# Start of Rows

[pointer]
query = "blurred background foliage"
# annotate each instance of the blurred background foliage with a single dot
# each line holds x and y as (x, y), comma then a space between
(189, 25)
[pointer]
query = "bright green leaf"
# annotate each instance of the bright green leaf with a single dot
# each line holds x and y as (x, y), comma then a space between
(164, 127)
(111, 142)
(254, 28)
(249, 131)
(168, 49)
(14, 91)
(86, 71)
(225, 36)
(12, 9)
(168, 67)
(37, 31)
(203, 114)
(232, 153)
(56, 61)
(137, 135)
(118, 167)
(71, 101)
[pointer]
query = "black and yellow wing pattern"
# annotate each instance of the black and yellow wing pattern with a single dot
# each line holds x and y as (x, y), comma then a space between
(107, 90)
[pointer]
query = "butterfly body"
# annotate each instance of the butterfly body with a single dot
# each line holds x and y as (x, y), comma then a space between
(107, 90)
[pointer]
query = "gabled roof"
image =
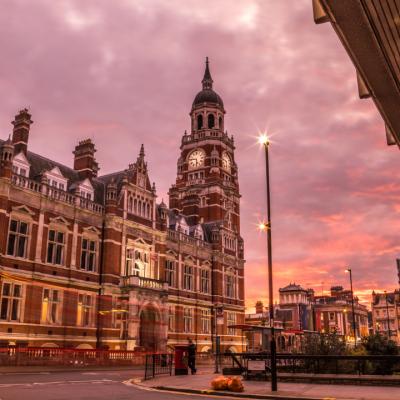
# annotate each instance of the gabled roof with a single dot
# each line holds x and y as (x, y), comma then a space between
(40, 164)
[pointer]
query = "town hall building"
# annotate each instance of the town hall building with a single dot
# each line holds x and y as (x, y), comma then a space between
(94, 261)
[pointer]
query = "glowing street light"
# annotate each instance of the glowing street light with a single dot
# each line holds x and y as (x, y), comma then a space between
(266, 226)
(264, 139)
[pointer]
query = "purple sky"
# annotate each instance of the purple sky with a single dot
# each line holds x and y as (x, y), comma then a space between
(125, 72)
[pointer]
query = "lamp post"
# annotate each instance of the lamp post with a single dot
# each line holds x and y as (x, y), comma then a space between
(387, 314)
(264, 140)
(352, 306)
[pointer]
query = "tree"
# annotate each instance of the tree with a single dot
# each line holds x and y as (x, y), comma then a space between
(377, 344)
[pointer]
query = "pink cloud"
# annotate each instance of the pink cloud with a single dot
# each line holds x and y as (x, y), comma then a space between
(125, 73)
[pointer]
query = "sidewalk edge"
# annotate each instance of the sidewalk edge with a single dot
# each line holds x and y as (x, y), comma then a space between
(238, 395)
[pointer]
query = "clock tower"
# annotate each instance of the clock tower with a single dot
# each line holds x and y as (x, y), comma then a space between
(206, 189)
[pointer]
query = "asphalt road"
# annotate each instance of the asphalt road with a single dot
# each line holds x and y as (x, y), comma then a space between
(79, 385)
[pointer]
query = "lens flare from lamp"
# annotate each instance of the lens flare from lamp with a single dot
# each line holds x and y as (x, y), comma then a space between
(263, 139)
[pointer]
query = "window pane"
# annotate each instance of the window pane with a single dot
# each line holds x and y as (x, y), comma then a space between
(4, 308)
(6, 289)
(23, 228)
(21, 246)
(83, 259)
(50, 252)
(60, 237)
(11, 244)
(14, 310)
(17, 290)
(59, 254)
(91, 261)
(54, 312)
(13, 225)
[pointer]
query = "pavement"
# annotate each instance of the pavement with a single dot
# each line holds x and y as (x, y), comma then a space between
(79, 385)
(127, 384)
(200, 383)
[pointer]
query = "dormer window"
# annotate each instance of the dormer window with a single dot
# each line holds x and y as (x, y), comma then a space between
(56, 179)
(21, 165)
(86, 190)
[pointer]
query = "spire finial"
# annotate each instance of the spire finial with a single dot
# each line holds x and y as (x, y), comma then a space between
(207, 80)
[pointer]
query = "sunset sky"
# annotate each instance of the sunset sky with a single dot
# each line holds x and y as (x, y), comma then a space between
(125, 72)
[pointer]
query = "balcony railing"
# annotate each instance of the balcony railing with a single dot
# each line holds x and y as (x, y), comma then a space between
(56, 194)
(181, 237)
(143, 282)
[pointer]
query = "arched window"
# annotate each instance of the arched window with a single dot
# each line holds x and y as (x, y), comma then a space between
(148, 211)
(199, 121)
(211, 121)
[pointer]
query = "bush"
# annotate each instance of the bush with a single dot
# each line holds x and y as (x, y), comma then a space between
(377, 344)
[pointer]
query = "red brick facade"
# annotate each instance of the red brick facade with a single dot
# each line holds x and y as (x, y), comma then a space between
(93, 261)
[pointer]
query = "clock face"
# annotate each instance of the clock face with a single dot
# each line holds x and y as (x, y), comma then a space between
(141, 181)
(196, 159)
(226, 162)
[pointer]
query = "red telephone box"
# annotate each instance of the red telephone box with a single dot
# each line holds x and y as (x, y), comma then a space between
(181, 360)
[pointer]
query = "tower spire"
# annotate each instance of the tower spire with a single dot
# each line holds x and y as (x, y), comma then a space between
(207, 80)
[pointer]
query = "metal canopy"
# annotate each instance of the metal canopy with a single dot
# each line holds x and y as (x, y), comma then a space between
(370, 32)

# End of Rows

Output all of the data exactly as it stands, minus any images.

Solved problem:
[pointer]
query = "blurred background foliage"
# annotate each instance of the blurred background foliage with a single dot
# each line holds x and y as (x, y), comma then a space between
(189, 25)
[pointer]
query = "bright green leaf"
# annotate each instance of the bright green leaf with a single dot
# each line holds x and y as (x, y), comma then a space between
(164, 127)
(111, 142)
(254, 28)
(249, 131)
(168, 49)
(14, 91)
(86, 71)
(225, 36)
(12, 9)
(168, 67)
(37, 31)
(203, 114)
(232, 153)
(56, 61)
(137, 135)
(118, 167)
(71, 101)
[pointer]
query = "black and yellow wing pattern"
# annotate each instance of the black and yellow wing pattern with a single dot
# each line holds x and y as (x, y), comma then a space between
(107, 90)
[pointer]
query = "butterfly body"
# annotate each instance of the butterfly body with a single dot
# each line holds x and y as (x, y), comma then a space between
(107, 90)
[pointer]
query = "gabled roof"
image =
# annotate each instance of the gabled roof with a single dot
# each line holds x and y as (x, y), comma then a space between
(40, 164)
[pointer]
query = "town hall building"
# annotate each instance of the town hall building with a single dot
# each line holds x and y as (x, y), comma then a space between
(94, 261)
[pointer]
query = "glowing street light"
# annotate each instance of the glowing street light with a single dot
# each line holds x and y as (x, y), comma then a space between
(266, 226)
(264, 139)
[pointer]
query = "purple sky"
# annotate each instance of the purple sky with a single dot
# each line holds x and y as (x, y), comma then a space between
(125, 72)
[pointer]
query = "lamp post"
# annotate each instance of the lamp post with a single dot
# each line holds x and y as (x, y), comma then a space between
(387, 314)
(264, 140)
(352, 306)
[pointer]
query = "tree"
# annotate each instance of the tree with a single dot
# each line holds x and y as (x, y), comma then a space between
(377, 344)
[pointer]
query = "pink cloud"
# annotate each instance of the pink cloud with a single dot
# each line holds x and y as (x, y), comma then a space between
(125, 73)
[pointer]
query = "sidewalk edge"
# annotate each instance of the sidewalk edge with a single dot
# each line holds x and y as (x, y), comma then a space between
(238, 395)
[pointer]
query = "clock tower"
# annotate each instance of the clock tower with a single dot
# each line holds x and y as (x, y), comma then a space between
(206, 189)
[pointer]
query = "asphalt road"
# annotate each instance of the asphalt road with a single dot
# each line holds x and y as (x, y), comma then a space between
(79, 385)
[pointer]
query = "lens flare from lamp"
# annotate each instance of the lens flare from lamp with a single dot
# each line holds x and y as (x, y), comma then a space between
(263, 139)
[pointer]
query = "window pane"
# annotate each instance of the window pane with a single dot
# each line holds x and y as (x, y), comma then a space between
(4, 308)
(6, 289)
(23, 228)
(21, 246)
(83, 259)
(50, 252)
(60, 237)
(11, 244)
(14, 310)
(17, 290)
(59, 254)
(91, 261)
(54, 312)
(13, 225)
[pointer]
query = "pavement"
# annotate each instance of the pavement with a single dot
# each line holds x and y as (x, y), comma then a space between
(79, 385)
(127, 384)
(200, 383)
[pointer]
query = "dormer window"
# annotate each instance of the dormer window with a single dot
# each line holds x and y as (x, y), comma then a space between
(56, 179)
(21, 165)
(86, 190)
[pointer]
query = "spire finial"
# annotate each instance of the spire finial with a single dot
# each line holds x and y as (x, y), comma then a space between
(207, 80)
[pointer]
query = "sunset sky"
# annotate each instance of the sunset sky with a single dot
# each line holds x and y as (x, y), comma then a space between
(125, 72)
[pointer]
query = "balcony railing"
# annotate each instance of the balcony railing with a single dot
# each line holds x and y as (x, y), comma then a space between
(56, 194)
(181, 237)
(143, 282)
[pointer]
query = "arched window"
# annotate each instance of the arched window with a single dot
# each line holds x and y as (x, y), comma then a space between
(148, 211)
(199, 121)
(211, 121)
[pointer]
query = "bush"
# annotate each instance of the bush with a single dot
# each line holds x and y as (x, y), comma then a space between
(377, 344)
[pointer]
query = "red brick facade"
# annotate each instance of the red brick facade with a single dot
# each line holds x and y as (x, y), comma then a space between
(93, 261)
[pointer]
query = "clock face"
# annotate each instance of the clock face with a single dot
# each line holds x and y as (x, y), comma then a space between
(141, 181)
(196, 159)
(226, 162)
[pointer]
query = "red telephone box"
# annotate each instance of the red telephone box with a single dot
# each line holds x and y as (x, y), comma then a space between
(181, 360)
[pointer]
query = "tower spire"
# annotate each instance of the tower spire with a single dot
# each line holds x and y as (x, y), comma then a space between
(207, 80)
[pointer]
query = "metal canopy"
# annotate each instance of the metal canopy with a single dot
# each line holds x and y as (x, y), comma then a space between
(370, 32)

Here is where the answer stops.